— Dokumentausschnitt —
----------------------------------------

Arzneimittel und Therapie

ASS statt Heparin?

Auf der Suche nach der optimalen Thromboseprophylaxe

cst | Nach Knie- und Hüftgelenks­ersatzoperationen besteht ein erhöhtes Thromboserisiko. Daher erhal­ten Patienten nach einem solchen Eingriff in aller Regel eine medi­kamentöse Prophylaxe. Welches Arzneimittel dabei bevorzugt eingesetzt werden sollte, ist umstritten. Die Ergebnisse einer umfassenden Metaanalyse haben Acetyl­salicylsäure (ASS) verstärkt in den Fokus gerückt. Zu Recht?

Als Thrombozytenaggregationshemmer kann Acetylsalicylsäure (ASS) der Bildung von Blutgerinnseln entgegenwirken. Zur Prophylaxe von Herz-Kreislauf-­Ereignissen wie Myokardinfarkten wird der „Blutverdünner“ in niedrigen Dosierungen eingesetzt. Zur Vorbeugung von venösen Thromboembolien (VTE) nach Knie- und Hüftgelenksersatzoperationen ist ASS allerdings nicht zugelassen. Dennoch wird der kostengünstige und einfach anzuwendende Wirkstoff auch hier off label verordnet. In manchen Leitlinien wird ASS in dieser Indikation als Therapi­eoption genannt. Doch wie steht es um die Evidenz?

Foto: Ralf Geithe – stock.adobe.com

Auf das lästige Spritzen würden viele Patienten nach endoprothetischen Operationen gerne verzichten.

Dieser Frage ging ein Team von Wissenschaftlern im Rahmen einer Metaanalyse nach. Dazu führten sie eine umfassende Literaturrecherche durch und identifizierten 13 randomisierte, kontrollierte klinische Studien, in denen insgesamt 6060 Patienten nach einer Knie- oder Hüftgelenksersatzoperation eine medikamentöse VTE-Prophylaxe – ASS bzw. eine anti­koagulationsbasierte Prophylaxe – erhal­ten hatten. Placebokontrollierte Studien wurden nicht berücksichtigt.

----------------------------------------

— Quelldaten —

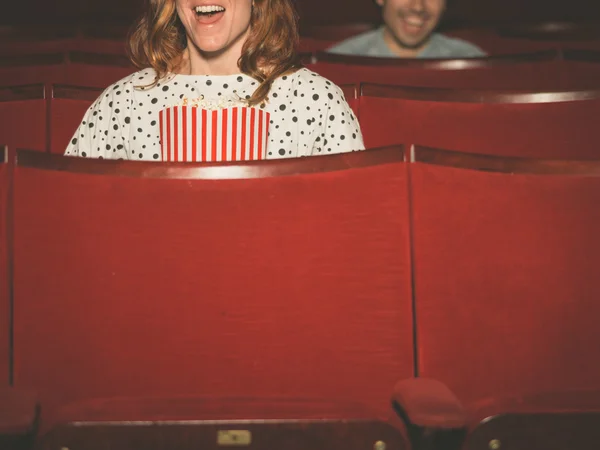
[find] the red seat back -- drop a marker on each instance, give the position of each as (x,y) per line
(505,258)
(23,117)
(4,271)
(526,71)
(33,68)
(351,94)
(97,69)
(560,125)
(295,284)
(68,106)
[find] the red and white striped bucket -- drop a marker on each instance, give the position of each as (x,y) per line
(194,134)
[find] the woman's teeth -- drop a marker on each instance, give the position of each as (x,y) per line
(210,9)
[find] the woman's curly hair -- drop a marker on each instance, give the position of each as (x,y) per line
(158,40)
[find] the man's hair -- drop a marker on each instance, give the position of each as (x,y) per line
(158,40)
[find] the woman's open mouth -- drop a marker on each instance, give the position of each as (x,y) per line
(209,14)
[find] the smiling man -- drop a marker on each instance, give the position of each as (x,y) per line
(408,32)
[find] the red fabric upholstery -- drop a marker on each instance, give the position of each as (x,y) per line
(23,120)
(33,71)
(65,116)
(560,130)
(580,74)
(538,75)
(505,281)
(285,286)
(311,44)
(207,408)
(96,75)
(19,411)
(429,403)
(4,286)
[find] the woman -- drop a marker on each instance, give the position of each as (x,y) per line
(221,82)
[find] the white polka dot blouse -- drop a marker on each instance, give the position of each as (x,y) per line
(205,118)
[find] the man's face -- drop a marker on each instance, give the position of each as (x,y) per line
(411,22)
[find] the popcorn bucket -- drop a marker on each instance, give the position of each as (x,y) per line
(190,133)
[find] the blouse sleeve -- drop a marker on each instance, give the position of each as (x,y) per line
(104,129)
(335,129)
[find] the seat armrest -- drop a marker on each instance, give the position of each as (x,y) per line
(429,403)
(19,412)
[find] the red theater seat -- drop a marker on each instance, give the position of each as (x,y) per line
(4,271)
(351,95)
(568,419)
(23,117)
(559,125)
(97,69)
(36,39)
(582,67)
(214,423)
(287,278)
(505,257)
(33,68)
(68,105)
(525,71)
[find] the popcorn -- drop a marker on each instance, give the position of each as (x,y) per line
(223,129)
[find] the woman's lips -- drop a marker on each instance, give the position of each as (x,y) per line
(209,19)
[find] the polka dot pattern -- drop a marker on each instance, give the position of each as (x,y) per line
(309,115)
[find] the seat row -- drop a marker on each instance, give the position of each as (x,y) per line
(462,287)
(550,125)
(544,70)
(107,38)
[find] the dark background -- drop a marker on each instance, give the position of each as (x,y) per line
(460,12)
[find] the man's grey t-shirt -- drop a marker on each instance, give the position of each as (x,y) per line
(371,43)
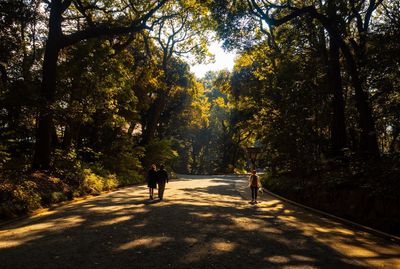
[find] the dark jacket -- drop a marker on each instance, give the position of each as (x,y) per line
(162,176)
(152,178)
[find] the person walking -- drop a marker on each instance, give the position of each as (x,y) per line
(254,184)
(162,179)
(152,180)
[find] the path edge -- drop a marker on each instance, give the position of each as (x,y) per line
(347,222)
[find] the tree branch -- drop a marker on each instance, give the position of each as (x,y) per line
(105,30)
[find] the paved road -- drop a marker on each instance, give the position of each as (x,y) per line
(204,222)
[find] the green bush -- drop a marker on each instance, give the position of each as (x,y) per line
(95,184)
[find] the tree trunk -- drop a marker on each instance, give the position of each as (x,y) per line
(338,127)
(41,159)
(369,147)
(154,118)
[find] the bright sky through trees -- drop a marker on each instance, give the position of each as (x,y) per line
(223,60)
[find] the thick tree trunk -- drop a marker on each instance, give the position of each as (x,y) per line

----------------------------------------

— Material erkunden —
a: Erklären Sie in ein bis drei Sätzen, warum Patienten laut dem Dokumentausschnitt nach Knie- und Hüftgelenksersatzoperationen in aller Regel eine medikamentöse Prophylaxe erhalten.
b: Bitte schreiben Sie aus dem Dokumentausschnitt den Abschnitt von „ASS statt Heparin?“ bis einschließlich „gerückt. Zu Recht?“ wortgetreu ab.

— Gegebene Antworten —
a: Nach Knie- und Hüftgelenksersatzoperationen besteht ein erhöhtes Thromboserisiko. Deshalb erhalten Patienten nach einem solchen Eingriff in aller Regel eine medikamentöse Prophylaxe.

b:
ASS statt Heparin?

Auf der Suche nach der optimalen Thromboseprophylaxe

cst | Nach Knie- und Hüftgelenks­ersatzoperationen besteht ein erhöhtes Thromboserisiko. Daher erhal­ten Patienten nach einem solchen Eingriff in aller Regel eine medi­kamentöse Prophylaxe. Welches Arzneimittel dabei bevorzugt eingesetzt werden sollte, ist umstritten. Die Ergebnisse einer umfassenden Metaanalyse haben Acetyl­salicylsäure (ASS) verstärkt in den Fokus gerückt. Zu Recht?